La Phénoménologie en questions

La logique et le langage, autrui, le temps, la mort : ce sont quatre problèmes fondamentaux autour desquels les grandes figures de la phénoménologie (Husserl, Heidegger, Levinas, Merleau-Ponty…) se sont opposées. Ainsi ces questions fondamentales font toucher aux limites de la phénoménologie 1.

Il convenait donc de les prendre pour fil directeur afin d’éclairer de l’intérieur cette mouvance phénoménologique, qui représente non pas une simple discipline particulière, mais une nouvelle conception de ce que doit être la philosophie 2.


Logique et langage

C’est là un point d’entrée privilégié pour la phénoménologie : On peut dire que la voie logique a constitué la voie royale de la phénoménologie 3, puisque son fondateur, Husserl, avait pour but de constituer une « généalogie de la logique », ainsi que le sous-titre de sa toute dernière œuvre en témoigne : Expérience et jugement, Recherches en vue d’une généalogie de la logique.

[Extraits d'un jeu de données d'annotation de localisation]
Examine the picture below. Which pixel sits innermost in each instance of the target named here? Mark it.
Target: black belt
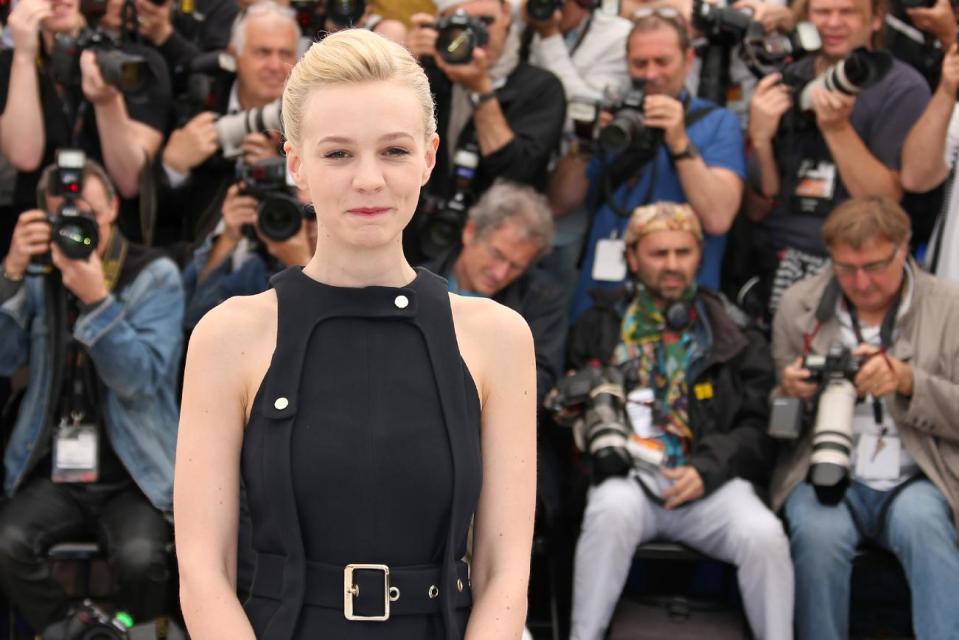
(365, 591)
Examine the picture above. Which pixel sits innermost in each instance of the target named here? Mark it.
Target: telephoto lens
(832, 440)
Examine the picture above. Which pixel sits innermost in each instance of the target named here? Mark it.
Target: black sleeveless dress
(363, 447)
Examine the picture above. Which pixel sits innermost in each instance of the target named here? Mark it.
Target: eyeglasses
(666, 13)
(870, 268)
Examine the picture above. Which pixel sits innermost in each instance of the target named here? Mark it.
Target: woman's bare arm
(498, 347)
(223, 358)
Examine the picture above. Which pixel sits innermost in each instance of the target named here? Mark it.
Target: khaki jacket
(927, 336)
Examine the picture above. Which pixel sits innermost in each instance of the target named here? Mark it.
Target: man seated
(507, 231)
(899, 444)
(696, 388)
(91, 453)
(687, 150)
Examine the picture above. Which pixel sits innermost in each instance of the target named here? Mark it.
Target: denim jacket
(134, 338)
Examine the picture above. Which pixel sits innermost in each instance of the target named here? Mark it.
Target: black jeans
(131, 531)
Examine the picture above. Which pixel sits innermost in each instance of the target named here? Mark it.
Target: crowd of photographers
(719, 221)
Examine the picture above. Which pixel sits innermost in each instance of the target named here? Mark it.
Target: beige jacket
(928, 338)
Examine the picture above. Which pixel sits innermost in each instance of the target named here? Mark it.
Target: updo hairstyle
(347, 57)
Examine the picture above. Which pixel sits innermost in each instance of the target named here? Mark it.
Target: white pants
(732, 525)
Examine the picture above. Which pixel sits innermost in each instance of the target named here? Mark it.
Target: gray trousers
(732, 525)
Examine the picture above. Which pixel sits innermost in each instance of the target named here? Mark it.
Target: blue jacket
(134, 338)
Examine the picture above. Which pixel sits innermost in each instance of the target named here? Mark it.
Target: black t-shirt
(60, 114)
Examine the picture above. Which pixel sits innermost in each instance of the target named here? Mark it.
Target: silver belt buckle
(351, 590)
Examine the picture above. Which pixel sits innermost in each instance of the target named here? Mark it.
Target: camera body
(279, 215)
(74, 230)
(232, 128)
(601, 429)
(126, 72)
(459, 35)
(542, 10)
(628, 127)
(442, 221)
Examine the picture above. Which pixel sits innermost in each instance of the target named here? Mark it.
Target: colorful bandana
(662, 216)
(657, 358)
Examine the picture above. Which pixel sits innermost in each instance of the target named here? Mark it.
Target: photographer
(508, 229)
(901, 441)
(688, 150)
(696, 388)
(194, 170)
(91, 453)
(929, 159)
(584, 47)
(844, 145)
(124, 130)
(229, 264)
(512, 111)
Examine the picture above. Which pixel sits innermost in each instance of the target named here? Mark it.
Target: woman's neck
(359, 267)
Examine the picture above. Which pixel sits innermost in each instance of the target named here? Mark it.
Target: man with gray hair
(507, 231)
(198, 163)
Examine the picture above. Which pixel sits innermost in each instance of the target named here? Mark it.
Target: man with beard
(696, 388)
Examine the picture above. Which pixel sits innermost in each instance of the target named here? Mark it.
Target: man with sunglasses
(508, 110)
(696, 156)
(904, 492)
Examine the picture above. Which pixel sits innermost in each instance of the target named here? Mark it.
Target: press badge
(639, 407)
(875, 461)
(75, 453)
(609, 262)
(816, 180)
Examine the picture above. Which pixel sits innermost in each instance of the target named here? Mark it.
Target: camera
(232, 128)
(74, 230)
(90, 622)
(765, 53)
(860, 70)
(442, 222)
(832, 435)
(542, 10)
(459, 34)
(126, 72)
(279, 215)
(602, 431)
(627, 128)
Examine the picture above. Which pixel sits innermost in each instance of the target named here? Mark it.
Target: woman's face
(362, 159)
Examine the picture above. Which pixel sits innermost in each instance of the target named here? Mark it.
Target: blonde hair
(350, 56)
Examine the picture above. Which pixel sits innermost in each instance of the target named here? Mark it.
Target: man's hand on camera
(83, 277)
(939, 20)
(832, 109)
(949, 82)
(687, 486)
(794, 381)
(421, 40)
(259, 146)
(190, 145)
(292, 251)
(31, 237)
(24, 22)
(94, 86)
(238, 209)
(667, 113)
(473, 75)
(155, 21)
(881, 373)
(770, 101)
(544, 28)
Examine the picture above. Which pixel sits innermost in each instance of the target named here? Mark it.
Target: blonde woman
(369, 413)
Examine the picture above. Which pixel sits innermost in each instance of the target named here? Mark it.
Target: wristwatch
(476, 99)
(691, 151)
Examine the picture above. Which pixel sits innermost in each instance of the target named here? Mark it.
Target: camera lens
(279, 217)
(455, 45)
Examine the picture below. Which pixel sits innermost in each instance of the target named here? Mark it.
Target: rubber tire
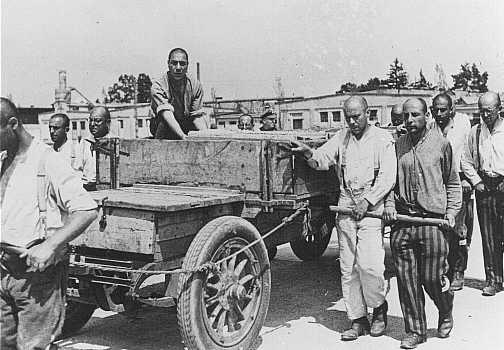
(204, 245)
(308, 251)
(76, 316)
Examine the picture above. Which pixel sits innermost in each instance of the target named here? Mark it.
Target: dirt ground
(306, 312)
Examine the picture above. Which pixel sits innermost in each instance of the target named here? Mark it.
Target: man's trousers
(461, 236)
(490, 206)
(32, 307)
(420, 256)
(362, 264)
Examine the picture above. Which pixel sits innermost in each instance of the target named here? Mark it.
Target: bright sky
(242, 45)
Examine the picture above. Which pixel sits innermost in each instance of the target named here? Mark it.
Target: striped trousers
(490, 206)
(420, 256)
(461, 236)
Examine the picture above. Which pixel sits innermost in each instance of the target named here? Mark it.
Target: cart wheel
(313, 246)
(272, 252)
(225, 308)
(76, 316)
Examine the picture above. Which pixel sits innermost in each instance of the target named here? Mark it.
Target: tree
(124, 90)
(143, 88)
(348, 87)
(397, 76)
(372, 84)
(421, 83)
(470, 79)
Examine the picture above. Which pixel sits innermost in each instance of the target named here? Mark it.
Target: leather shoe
(411, 341)
(445, 325)
(379, 323)
(359, 327)
(458, 281)
(490, 289)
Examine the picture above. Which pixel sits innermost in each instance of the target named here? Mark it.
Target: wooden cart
(190, 211)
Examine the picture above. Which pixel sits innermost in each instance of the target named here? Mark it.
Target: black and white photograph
(263, 175)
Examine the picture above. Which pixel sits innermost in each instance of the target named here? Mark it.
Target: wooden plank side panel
(126, 230)
(218, 163)
(176, 230)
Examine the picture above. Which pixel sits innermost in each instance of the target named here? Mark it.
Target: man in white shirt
(365, 162)
(483, 164)
(43, 207)
(456, 127)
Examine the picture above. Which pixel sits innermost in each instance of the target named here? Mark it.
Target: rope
(206, 267)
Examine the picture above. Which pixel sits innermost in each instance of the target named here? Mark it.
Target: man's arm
(65, 188)
(42, 255)
(160, 103)
(452, 184)
(468, 161)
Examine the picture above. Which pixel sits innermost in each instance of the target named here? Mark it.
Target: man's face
(57, 130)
(269, 123)
(396, 118)
(489, 112)
(357, 119)
(442, 112)
(414, 118)
(9, 141)
(245, 123)
(177, 65)
(98, 125)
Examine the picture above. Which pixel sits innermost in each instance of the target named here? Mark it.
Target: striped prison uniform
(483, 161)
(427, 185)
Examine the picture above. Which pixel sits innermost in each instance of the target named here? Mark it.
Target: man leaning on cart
(43, 208)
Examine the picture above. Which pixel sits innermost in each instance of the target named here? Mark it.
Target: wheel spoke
(246, 279)
(240, 267)
(220, 322)
(232, 263)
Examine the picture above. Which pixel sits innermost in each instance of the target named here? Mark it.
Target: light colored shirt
(356, 164)
(490, 158)
(19, 196)
(457, 133)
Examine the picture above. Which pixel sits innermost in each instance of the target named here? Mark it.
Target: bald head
(415, 103)
(489, 105)
(396, 114)
(355, 102)
(490, 99)
(7, 110)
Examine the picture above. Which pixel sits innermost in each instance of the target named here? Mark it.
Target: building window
(298, 123)
(324, 117)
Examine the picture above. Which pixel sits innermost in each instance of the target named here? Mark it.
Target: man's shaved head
(490, 98)
(489, 105)
(417, 102)
(101, 111)
(7, 109)
(445, 97)
(355, 102)
(396, 114)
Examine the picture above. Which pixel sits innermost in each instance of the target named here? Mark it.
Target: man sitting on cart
(177, 100)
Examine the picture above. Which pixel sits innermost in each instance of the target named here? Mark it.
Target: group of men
(429, 174)
(430, 171)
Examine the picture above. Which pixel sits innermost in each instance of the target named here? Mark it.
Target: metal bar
(400, 217)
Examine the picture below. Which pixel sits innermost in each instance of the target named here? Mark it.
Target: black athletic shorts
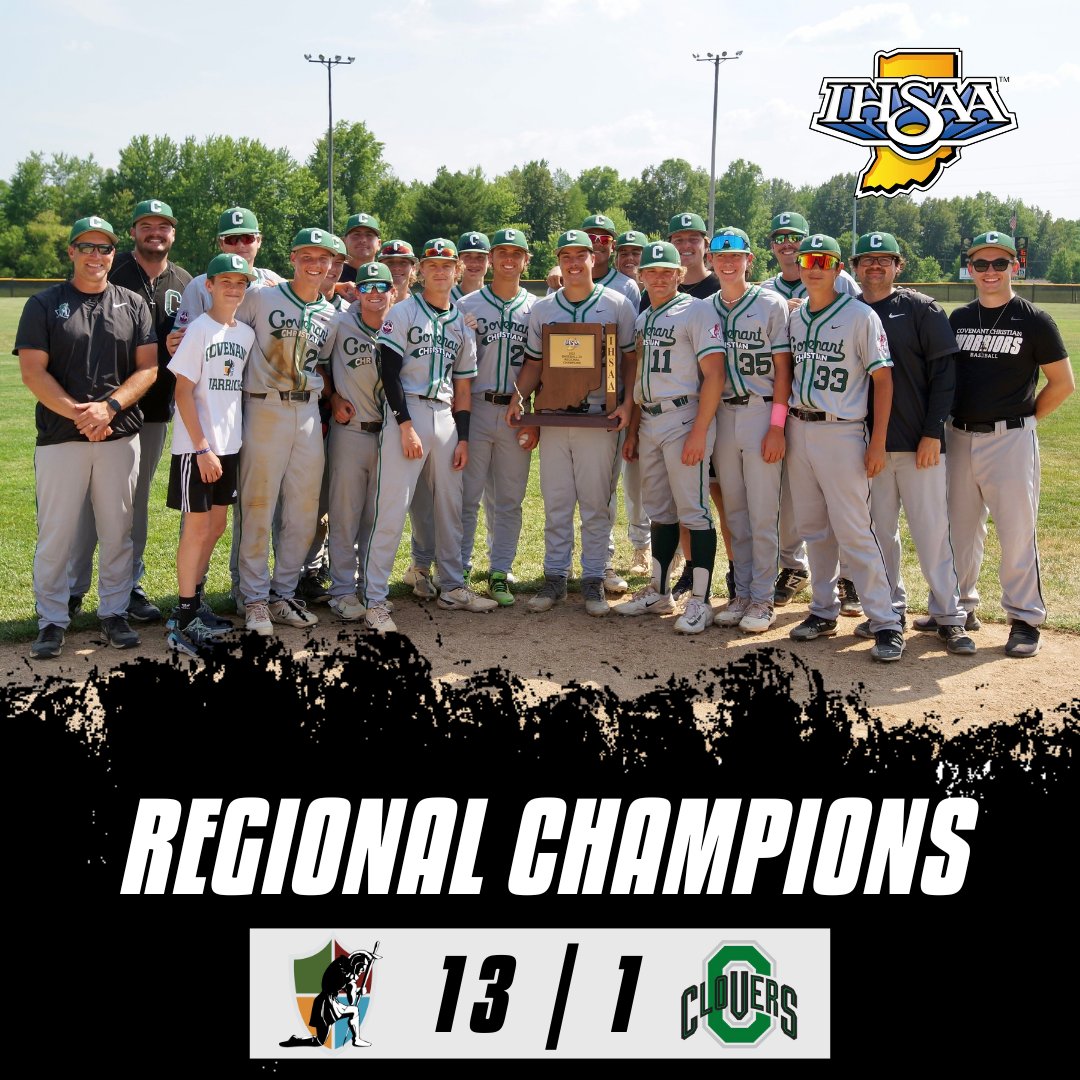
(189, 494)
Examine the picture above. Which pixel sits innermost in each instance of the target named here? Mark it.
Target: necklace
(1000, 313)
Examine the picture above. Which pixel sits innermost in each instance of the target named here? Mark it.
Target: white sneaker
(647, 601)
(420, 580)
(757, 619)
(612, 583)
(347, 607)
(378, 619)
(257, 618)
(642, 562)
(292, 612)
(466, 599)
(732, 615)
(697, 617)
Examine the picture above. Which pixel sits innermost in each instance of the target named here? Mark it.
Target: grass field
(1058, 522)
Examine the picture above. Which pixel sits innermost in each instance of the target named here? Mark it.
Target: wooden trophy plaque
(577, 359)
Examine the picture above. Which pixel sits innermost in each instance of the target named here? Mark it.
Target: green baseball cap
(686, 223)
(597, 223)
(153, 207)
(440, 247)
(729, 239)
(660, 255)
(877, 243)
(92, 224)
(314, 238)
(363, 221)
(473, 242)
(396, 248)
(230, 264)
(820, 244)
(574, 238)
(235, 221)
(374, 271)
(999, 240)
(788, 221)
(510, 238)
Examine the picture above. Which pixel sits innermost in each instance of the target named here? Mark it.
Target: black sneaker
(888, 645)
(1023, 639)
(139, 609)
(812, 626)
(685, 584)
(49, 644)
(850, 604)
(788, 582)
(118, 633)
(956, 640)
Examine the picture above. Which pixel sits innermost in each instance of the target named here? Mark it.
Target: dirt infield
(635, 656)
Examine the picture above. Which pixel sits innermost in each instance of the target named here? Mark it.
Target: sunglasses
(981, 266)
(810, 260)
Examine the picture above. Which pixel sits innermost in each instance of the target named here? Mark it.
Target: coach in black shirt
(86, 351)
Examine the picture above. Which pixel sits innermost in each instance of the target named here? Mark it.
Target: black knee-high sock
(664, 545)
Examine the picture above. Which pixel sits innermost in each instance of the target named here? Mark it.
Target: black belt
(985, 427)
(286, 395)
(657, 409)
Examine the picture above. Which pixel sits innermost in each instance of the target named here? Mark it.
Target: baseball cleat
(347, 607)
(697, 617)
(292, 612)
(466, 599)
(49, 644)
(592, 591)
(732, 615)
(378, 619)
(612, 583)
(757, 619)
(888, 645)
(812, 626)
(548, 595)
(850, 604)
(1023, 639)
(956, 640)
(788, 582)
(647, 601)
(257, 618)
(499, 588)
(420, 580)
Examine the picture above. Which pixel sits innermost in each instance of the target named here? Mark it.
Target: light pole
(329, 63)
(716, 61)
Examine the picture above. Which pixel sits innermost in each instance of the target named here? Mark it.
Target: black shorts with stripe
(187, 490)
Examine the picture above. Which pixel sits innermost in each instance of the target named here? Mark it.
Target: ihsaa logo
(333, 989)
(916, 111)
(741, 1000)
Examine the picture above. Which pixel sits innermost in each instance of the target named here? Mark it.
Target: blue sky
(615, 82)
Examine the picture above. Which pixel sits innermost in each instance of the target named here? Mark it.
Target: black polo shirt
(91, 339)
(163, 299)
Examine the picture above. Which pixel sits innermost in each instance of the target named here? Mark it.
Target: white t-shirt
(213, 358)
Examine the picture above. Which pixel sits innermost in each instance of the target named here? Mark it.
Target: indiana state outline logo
(333, 990)
(915, 112)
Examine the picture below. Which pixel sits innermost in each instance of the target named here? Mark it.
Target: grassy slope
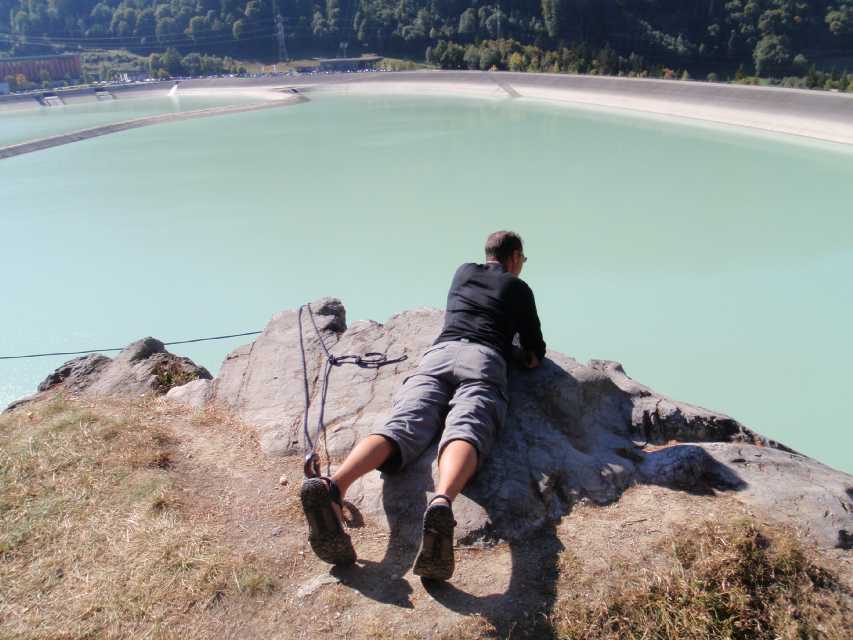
(140, 520)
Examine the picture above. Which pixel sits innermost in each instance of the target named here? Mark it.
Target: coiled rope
(371, 360)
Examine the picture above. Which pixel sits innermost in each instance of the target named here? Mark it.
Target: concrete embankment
(819, 115)
(85, 134)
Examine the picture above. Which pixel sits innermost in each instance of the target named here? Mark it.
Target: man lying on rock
(460, 384)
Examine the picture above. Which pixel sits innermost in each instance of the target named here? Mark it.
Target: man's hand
(532, 360)
(525, 358)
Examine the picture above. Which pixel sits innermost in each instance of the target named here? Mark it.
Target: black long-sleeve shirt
(489, 305)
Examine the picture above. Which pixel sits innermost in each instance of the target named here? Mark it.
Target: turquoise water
(20, 126)
(714, 264)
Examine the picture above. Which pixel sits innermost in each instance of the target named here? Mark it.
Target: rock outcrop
(144, 366)
(574, 431)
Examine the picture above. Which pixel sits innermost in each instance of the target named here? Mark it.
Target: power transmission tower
(499, 20)
(279, 33)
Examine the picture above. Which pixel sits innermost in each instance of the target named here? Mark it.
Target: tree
(472, 56)
(197, 29)
(166, 27)
(489, 57)
(468, 23)
(840, 20)
(771, 55)
(192, 64)
(172, 62)
(553, 12)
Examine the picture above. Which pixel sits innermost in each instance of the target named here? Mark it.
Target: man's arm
(529, 328)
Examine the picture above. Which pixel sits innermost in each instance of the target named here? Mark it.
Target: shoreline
(30, 146)
(769, 110)
(798, 113)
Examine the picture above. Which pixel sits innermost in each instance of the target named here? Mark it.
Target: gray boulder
(144, 366)
(574, 431)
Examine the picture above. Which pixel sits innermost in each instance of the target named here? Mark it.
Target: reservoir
(714, 263)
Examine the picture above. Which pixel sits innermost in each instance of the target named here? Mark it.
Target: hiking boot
(435, 558)
(325, 530)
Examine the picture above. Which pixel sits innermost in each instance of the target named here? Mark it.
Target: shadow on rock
(376, 580)
(529, 597)
(688, 468)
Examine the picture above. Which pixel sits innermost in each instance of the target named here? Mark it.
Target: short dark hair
(501, 244)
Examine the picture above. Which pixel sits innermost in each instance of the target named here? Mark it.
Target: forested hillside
(768, 37)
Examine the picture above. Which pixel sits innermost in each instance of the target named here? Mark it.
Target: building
(32, 67)
(347, 64)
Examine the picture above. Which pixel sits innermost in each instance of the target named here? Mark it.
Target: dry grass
(93, 538)
(113, 527)
(728, 581)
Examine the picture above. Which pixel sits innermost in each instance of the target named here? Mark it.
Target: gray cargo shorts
(459, 385)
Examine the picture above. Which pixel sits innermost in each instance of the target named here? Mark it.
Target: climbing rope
(371, 360)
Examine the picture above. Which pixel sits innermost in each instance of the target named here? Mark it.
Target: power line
(133, 42)
(77, 353)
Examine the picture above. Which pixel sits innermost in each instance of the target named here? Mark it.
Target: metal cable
(77, 353)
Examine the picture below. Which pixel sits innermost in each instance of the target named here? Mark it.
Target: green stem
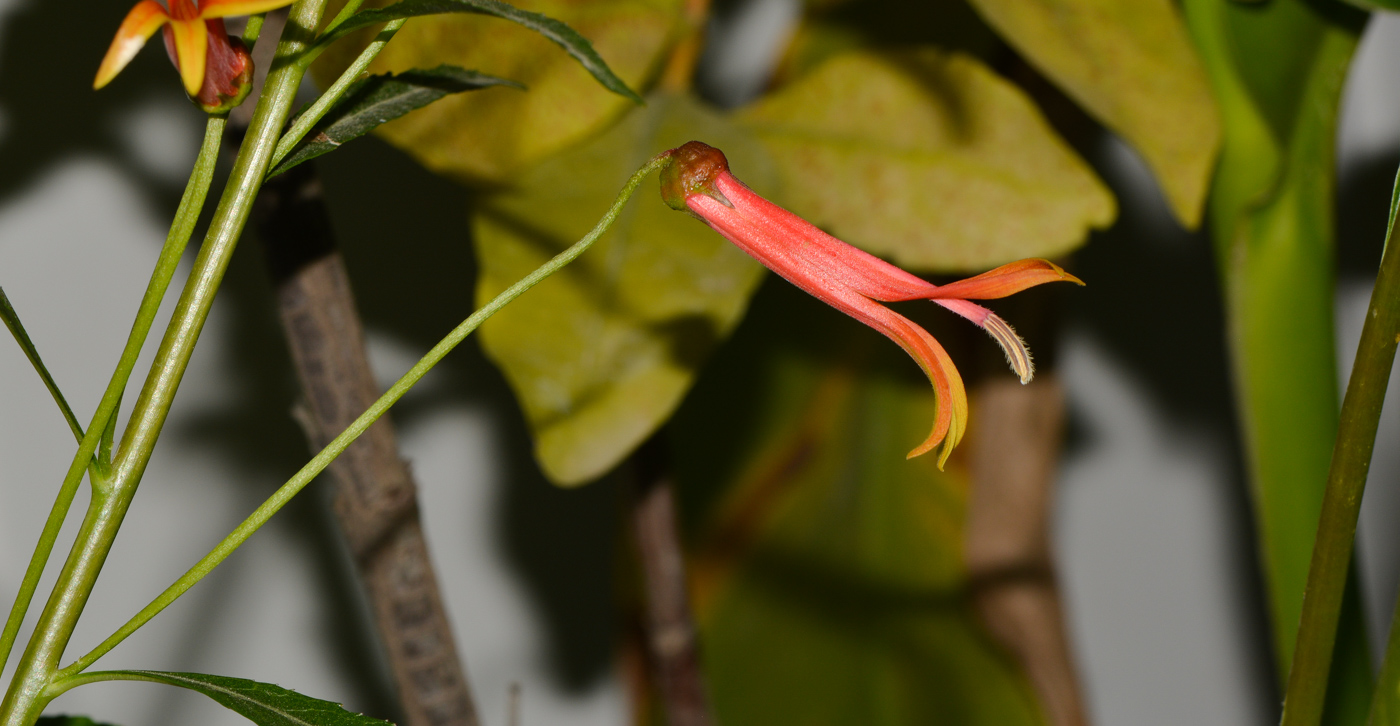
(308, 118)
(360, 424)
(254, 30)
(181, 230)
(24, 700)
(1341, 501)
(11, 321)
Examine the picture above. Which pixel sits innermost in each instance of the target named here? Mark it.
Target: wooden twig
(1015, 446)
(375, 497)
(671, 631)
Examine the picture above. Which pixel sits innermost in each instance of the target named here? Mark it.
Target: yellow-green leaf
(826, 567)
(1131, 65)
(601, 353)
(928, 158)
(493, 134)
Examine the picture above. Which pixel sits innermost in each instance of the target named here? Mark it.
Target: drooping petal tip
(1007, 280)
(136, 28)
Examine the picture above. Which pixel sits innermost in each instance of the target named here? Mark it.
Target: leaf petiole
(347, 437)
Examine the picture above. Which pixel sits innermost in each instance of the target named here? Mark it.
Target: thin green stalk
(1341, 502)
(353, 431)
(11, 321)
(308, 118)
(181, 230)
(254, 30)
(350, 7)
(24, 700)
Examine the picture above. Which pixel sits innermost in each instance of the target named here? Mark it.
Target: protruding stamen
(1015, 349)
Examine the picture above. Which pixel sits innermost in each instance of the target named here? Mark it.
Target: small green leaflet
(567, 38)
(259, 702)
(380, 100)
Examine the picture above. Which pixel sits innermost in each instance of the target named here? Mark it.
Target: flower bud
(692, 171)
(228, 69)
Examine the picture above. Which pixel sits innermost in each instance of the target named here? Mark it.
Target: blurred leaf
(560, 34)
(826, 567)
(601, 353)
(486, 137)
(378, 100)
(1278, 70)
(927, 158)
(259, 702)
(1131, 65)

▸ **Consigne 1**:
Extrayez chaque ligne des données qui contient la chaîne « baseball », en tenant compte de la casse.
▸ **Consigne 2**:
Reprenez le texte sur la phénoménologie à partir de l'endroit où il s'arrête.
Le texte sur la phénoménologie et les lignes proviennent de sources différentes.

▸ **Résultat attendu 1**:
Target: green baseball cap
Target: baseball cleat

▸ **Résultat attendu 2**:
Il s’agit tout d’abord de remonter aux sources de la pensée de Husserl ; parmi les influences qui ont nourri sa pensée, on trouve Lotze, probablement le philosophe allemand le plus célèbre à son époque. C’est la lecture de sa Logique qui amène Husserl à rompre avec une conception psychologiste de la logique.

Lotze met en évidence la contradiction inhérente au scepticisme : Le doute lui-même n’est possible que sous la condition de la reconnaissance d’une quelconque vérité 4, une critique que l’on retrouvera au cœur de la pensée de Husserl. Il étend également la notion de réalité (Wirklichkeit), dont l’un des sens possibles est la « validité » (Geltung) :

Car nous nommons réelle une chose qui est, en opposition à une autre qui n’est pas ; nous nommons aussi réel un événement qui se produit […] par opposition à un autre qui ne se produit pas ; nous nommons réel un rapport qui subsiste par opposition à un autre qui ne subsiste pas, et enfin nous nommons réellement vraie une proposition qui est valable (gilt) par opposition un autre dont la validité (Geltung) est encore problématique 5.

Cette définition de la vérité comme validité, Husserl la reprendra à son compte au début des Recherches logiques, dans les « Prolégomènes à la logique pure ». Mais, ainsi que le remarque Heidegger, il bascule lors de la sixième Recherche dans une idée plus profondément phénoménologique de la vérité, celle de l’identité du visé et de l’intuitionné 6.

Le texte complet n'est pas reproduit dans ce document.